**Text extract:**
* START *

UI meat lab sells at low prices

Katelyn Jones, freshman in ACES, weighs pork at the butcher shop inside the Meat Science Lab, Tuesday. The shop sells products from animals raised through the agricultural programs on the University farms. Erica Magda

Katelyn Jones, freshman in ACES, weighs pork at the butcher shop inside the Meat Science Lab, Tuesday. The shop sells products from animals raised through the agricultural programs on the University farms. Erica Magda

By Vince Dixon

The fresh carcasses of the Meat Science Laboratory’s newly slaughtered pigs, sheep and cows are not buried in the cemetery next door. Instead, they are sliced, chopped, packaged and sold in a small deli-like store room on the building’s first floor.

The University’s Meat Salesroom has been tucked away between the Mt. Hope Cemetery and the Florida and Pennsylvania Avenue Residence Halls for over 20 years. Surprisingly, the store is not well known on campus.

* END *

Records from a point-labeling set

* START *

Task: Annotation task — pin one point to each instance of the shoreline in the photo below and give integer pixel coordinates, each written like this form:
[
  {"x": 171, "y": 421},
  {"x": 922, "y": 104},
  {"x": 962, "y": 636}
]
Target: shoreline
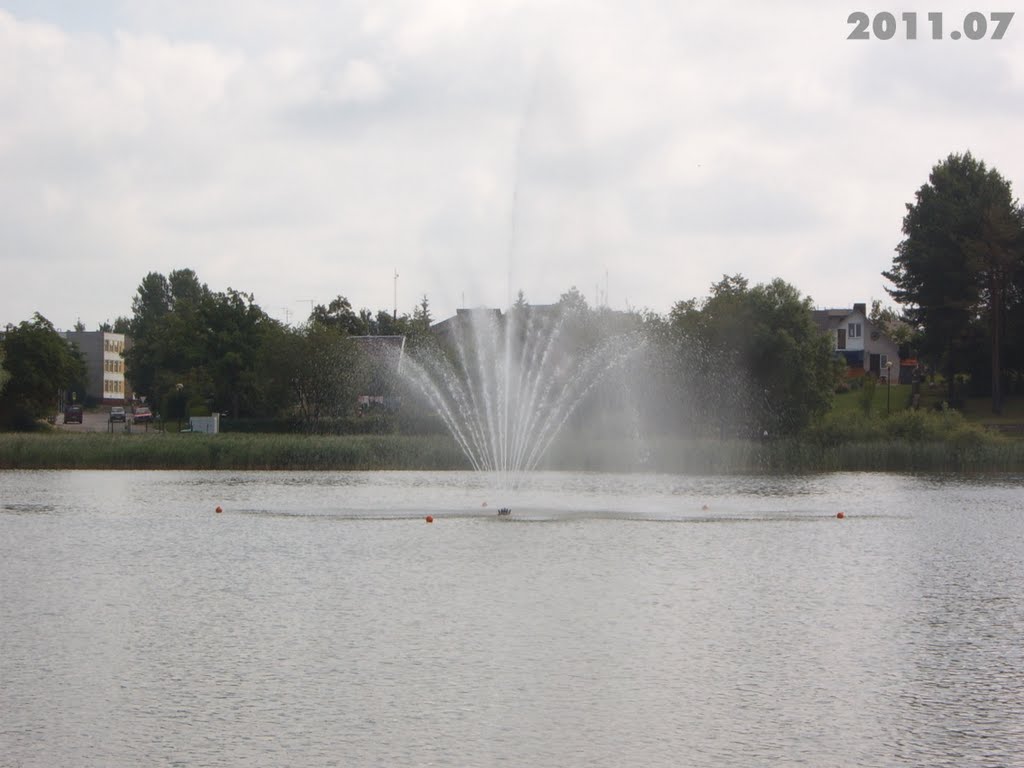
[{"x": 240, "y": 452}]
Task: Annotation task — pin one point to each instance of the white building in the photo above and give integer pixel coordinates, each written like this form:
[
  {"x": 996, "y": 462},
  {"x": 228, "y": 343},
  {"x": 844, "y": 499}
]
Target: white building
[{"x": 104, "y": 364}]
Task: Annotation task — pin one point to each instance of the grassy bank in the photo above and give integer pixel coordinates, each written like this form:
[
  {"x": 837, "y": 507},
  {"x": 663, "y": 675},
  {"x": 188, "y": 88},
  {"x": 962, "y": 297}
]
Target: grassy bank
[
  {"x": 238, "y": 452},
  {"x": 964, "y": 451}
]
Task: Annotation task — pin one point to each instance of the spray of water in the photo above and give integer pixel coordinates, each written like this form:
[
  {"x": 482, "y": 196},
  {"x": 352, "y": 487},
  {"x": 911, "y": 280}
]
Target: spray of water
[{"x": 509, "y": 384}]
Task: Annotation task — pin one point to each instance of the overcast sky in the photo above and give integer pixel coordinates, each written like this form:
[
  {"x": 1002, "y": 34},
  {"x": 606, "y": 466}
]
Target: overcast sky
[{"x": 638, "y": 151}]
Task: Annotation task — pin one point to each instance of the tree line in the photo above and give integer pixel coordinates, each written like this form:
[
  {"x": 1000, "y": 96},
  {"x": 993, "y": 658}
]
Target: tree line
[{"x": 744, "y": 359}]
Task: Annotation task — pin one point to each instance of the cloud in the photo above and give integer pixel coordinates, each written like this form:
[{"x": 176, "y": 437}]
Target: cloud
[{"x": 307, "y": 150}]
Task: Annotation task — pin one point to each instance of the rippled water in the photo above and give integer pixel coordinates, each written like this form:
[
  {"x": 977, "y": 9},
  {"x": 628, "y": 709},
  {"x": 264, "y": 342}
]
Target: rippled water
[{"x": 610, "y": 621}]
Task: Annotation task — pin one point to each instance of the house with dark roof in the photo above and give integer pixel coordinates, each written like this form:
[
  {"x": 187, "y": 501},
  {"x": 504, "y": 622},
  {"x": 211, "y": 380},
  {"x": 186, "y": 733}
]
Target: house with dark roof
[{"x": 864, "y": 347}]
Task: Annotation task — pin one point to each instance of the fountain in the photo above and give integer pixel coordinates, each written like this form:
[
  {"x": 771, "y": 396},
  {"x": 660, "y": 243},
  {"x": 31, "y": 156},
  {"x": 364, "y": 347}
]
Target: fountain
[{"x": 506, "y": 384}]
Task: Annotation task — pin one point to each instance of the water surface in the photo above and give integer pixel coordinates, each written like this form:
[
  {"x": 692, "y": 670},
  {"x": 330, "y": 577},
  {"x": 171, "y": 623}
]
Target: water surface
[{"x": 610, "y": 621}]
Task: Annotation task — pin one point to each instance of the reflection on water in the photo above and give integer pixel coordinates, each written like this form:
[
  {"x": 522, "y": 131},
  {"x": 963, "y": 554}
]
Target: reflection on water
[{"x": 611, "y": 621}]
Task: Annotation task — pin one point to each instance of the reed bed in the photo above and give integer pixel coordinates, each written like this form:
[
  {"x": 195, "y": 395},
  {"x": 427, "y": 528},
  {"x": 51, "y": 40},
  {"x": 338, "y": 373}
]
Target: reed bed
[
  {"x": 235, "y": 452},
  {"x": 965, "y": 452}
]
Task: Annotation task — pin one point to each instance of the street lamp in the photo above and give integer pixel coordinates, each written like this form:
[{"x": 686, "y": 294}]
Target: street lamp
[
  {"x": 889, "y": 382},
  {"x": 179, "y": 386}
]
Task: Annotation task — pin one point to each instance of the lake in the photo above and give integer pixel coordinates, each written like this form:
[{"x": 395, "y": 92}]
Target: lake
[{"x": 607, "y": 621}]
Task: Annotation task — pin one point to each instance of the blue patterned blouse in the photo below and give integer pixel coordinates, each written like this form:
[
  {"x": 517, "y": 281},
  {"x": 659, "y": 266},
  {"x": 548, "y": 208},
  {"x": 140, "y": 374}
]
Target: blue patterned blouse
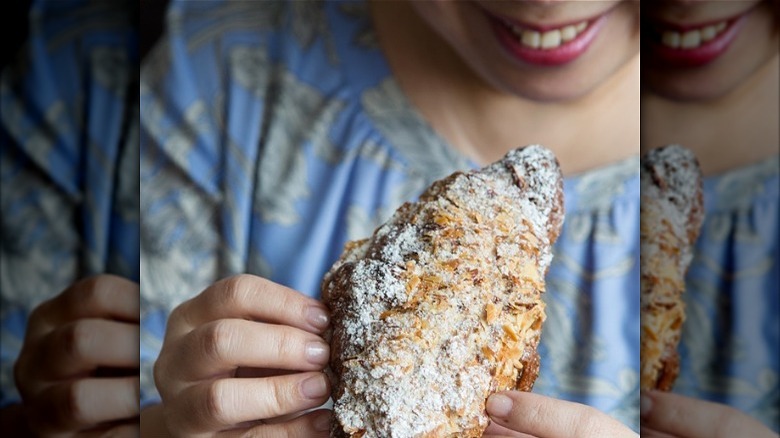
[
  {"x": 68, "y": 161},
  {"x": 731, "y": 336},
  {"x": 272, "y": 133}
]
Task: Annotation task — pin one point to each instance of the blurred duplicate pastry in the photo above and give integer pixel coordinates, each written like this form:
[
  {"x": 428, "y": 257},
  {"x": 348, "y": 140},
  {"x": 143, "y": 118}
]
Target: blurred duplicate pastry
[
  {"x": 441, "y": 306},
  {"x": 671, "y": 217}
]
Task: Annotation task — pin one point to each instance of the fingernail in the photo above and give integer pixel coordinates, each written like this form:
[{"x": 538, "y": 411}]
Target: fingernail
[
  {"x": 317, "y": 352},
  {"x": 322, "y": 422},
  {"x": 317, "y": 317},
  {"x": 645, "y": 405},
  {"x": 315, "y": 387},
  {"x": 499, "y": 405}
]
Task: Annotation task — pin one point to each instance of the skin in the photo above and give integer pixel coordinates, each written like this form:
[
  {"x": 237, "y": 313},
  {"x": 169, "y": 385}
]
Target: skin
[
  {"x": 242, "y": 337},
  {"x": 77, "y": 372},
  {"x": 730, "y": 102},
  {"x": 451, "y": 66},
  {"x": 524, "y": 414},
  {"x": 482, "y": 102},
  {"x": 726, "y": 112},
  {"x": 672, "y": 415}
]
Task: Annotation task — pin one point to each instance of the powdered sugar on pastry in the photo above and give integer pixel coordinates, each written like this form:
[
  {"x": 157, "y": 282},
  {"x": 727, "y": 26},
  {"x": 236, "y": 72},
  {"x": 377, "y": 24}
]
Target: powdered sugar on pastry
[
  {"x": 442, "y": 305},
  {"x": 671, "y": 215}
]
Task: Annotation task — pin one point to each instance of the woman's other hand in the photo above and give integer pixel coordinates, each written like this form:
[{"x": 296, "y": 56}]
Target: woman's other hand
[
  {"x": 524, "y": 414},
  {"x": 245, "y": 354},
  {"x": 77, "y": 371}
]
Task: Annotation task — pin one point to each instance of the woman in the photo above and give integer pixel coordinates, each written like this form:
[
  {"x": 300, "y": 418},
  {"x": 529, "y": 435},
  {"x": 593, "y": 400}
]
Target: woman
[
  {"x": 272, "y": 133},
  {"x": 717, "y": 95}
]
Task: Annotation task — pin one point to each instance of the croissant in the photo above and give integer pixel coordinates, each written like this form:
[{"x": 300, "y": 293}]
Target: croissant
[
  {"x": 671, "y": 214},
  {"x": 442, "y": 306}
]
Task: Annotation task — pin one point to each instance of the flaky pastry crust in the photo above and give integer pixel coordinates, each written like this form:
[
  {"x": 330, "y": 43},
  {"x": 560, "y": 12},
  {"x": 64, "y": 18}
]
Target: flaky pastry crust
[
  {"x": 671, "y": 216},
  {"x": 442, "y": 305}
]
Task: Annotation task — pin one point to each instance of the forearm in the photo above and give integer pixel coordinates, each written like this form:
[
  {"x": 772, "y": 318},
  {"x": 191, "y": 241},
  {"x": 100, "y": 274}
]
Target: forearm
[{"x": 153, "y": 422}]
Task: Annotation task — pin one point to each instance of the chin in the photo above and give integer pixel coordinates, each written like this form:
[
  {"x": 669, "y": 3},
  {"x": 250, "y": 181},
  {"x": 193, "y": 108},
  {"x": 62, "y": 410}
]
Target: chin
[{"x": 556, "y": 87}]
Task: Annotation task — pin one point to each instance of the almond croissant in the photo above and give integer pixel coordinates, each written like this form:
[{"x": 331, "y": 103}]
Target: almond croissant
[
  {"x": 671, "y": 216},
  {"x": 441, "y": 306}
]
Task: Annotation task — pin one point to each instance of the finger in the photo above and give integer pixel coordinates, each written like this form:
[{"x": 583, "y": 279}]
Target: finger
[
  {"x": 251, "y": 297},
  {"x": 547, "y": 417},
  {"x": 102, "y": 296},
  {"x": 649, "y": 433},
  {"x": 225, "y": 403},
  {"x": 126, "y": 429},
  {"x": 313, "y": 424},
  {"x": 85, "y": 403},
  {"x": 221, "y": 346},
  {"x": 495, "y": 430},
  {"x": 86, "y": 344},
  {"x": 687, "y": 417}
]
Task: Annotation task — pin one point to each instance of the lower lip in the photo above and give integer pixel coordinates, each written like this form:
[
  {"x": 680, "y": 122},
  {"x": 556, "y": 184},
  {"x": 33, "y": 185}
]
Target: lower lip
[
  {"x": 562, "y": 54},
  {"x": 705, "y": 53}
]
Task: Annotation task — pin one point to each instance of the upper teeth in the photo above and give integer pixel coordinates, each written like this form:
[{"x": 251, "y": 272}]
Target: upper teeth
[
  {"x": 693, "y": 38},
  {"x": 550, "y": 39}
]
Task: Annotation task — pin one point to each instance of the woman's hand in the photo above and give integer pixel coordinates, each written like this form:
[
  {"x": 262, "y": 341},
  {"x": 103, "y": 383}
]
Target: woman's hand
[
  {"x": 524, "y": 414},
  {"x": 241, "y": 355},
  {"x": 672, "y": 415},
  {"x": 78, "y": 368}
]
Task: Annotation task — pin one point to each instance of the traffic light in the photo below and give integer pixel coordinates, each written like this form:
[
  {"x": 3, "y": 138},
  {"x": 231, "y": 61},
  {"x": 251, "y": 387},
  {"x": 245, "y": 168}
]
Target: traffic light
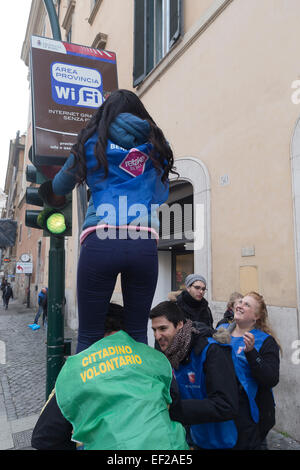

* END *

**To be done:**
(a) From the article on the university meat lab, print the part that opens with the words containing "UI meat lab" and closes with "building’s first floor.".
(b) In the meat lab article, restate the paragraph beginning "The fresh carcasses of the Meat Science Laboratory's" more briefly, keeping its main facts.
(c) Continue the article about the university meat salesroom, starting after its last sentence.

**Outputs by task:**
(a)
UI meat lab sells at low prices

Katelyn Jones, freshman in ACES, weighs pork at the butcher shop inside the Meat Science Lab, Tuesday. The shop sells products from animals raised through the agricultural programs on the University farms. Erica Magda

Katelyn Jones, freshman in ACES, weighs pork at the butcher shop inside the Meat Science Lab, Tuesday. The shop sells products from animals raised through the agricultural programs on the University farms. Erica Magda

By Vince Dixon

The fresh carcasses of the Meat Science Laboratory’s newly slaughtered pigs, sheep and cows are not buried in the cemetery next door. Instead, they are sliced, chopped, packaged and sold in a small deli-like store room on the building’s first floor.

(b) The Meat Science Laboratory's newly slaughtered pigs, sheep and cows aren't buried in the cemetery next door. They are cut up, packaged and sold in a small deli-like room on the building's first floor.

(c)
“There are some people on campus who know about us, but not many,” said Kirsten Plomin, a freshman in ACES and salesroom employee.

On a typical working day, the room receives more than 100 customers, Plomin said. Most customers are local residents who prefer the room’s meat quality and prices, but curious students who have heard about the location’s existence often drop by to poke around, she added.

It was a small article in a local magazine that lured Bob Butera, graduate student, and his friend, Sarah Pearson, to the store.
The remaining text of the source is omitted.